Please rewrite the listing from its first line through the line containing "xmin=231 ymin=242 xmax=279 ymax=312", both included, changing every "corrected" to "revised" and leaving everything else as it stands. Omit the pictures.

Dataset rows |

====================

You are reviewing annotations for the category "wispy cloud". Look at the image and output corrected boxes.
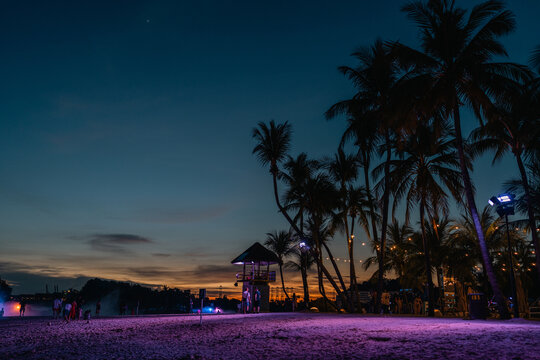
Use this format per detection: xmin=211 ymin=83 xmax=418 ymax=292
xmin=133 ymin=205 xmax=231 ymax=224
xmin=87 ymin=234 xmax=153 ymax=253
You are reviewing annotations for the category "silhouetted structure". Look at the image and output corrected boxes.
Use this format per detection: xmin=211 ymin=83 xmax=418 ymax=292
xmin=231 ymin=242 xmax=279 ymax=312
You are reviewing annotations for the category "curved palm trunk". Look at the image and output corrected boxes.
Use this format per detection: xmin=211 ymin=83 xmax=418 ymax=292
xmin=341 ymin=188 xmax=356 ymax=312
xmin=349 ymin=216 xmax=362 ymax=311
xmin=453 ymin=105 xmax=510 ymax=319
xmin=321 ymin=242 xmax=347 ymax=291
xmin=300 ymin=255 xmax=309 ymax=309
xmin=270 ymin=170 xmax=341 ymax=300
xmin=420 ymin=197 xmax=435 ymax=317
xmin=279 ymin=260 xmax=290 ymax=300
xmin=515 ymin=154 xmax=540 ymax=281
xmin=376 ymin=131 xmax=391 ymax=312
xmin=362 ymin=151 xmax=379 ymax=243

====================

SOLUTION TO THE PROBLEM |
You are reviewing annotations for the category "wispy cloud". Look at the image and output revised boxes.
Use this format per detection: xmin=211 ymin=83 xmax=418 ymax=292
xmin=133 ymin=205 xmax=231 ymax=224
xmin=87 ymin=234 xmax=153 ymax=253
You are reviewing annotations for the category "silhouetted structure". Look at the image and output revised boxes.
Use this format per detection: xmin=211 ymin=83 xmax=418 ymax=292
xmin=231 ymin=242 xmax=279 ymax=312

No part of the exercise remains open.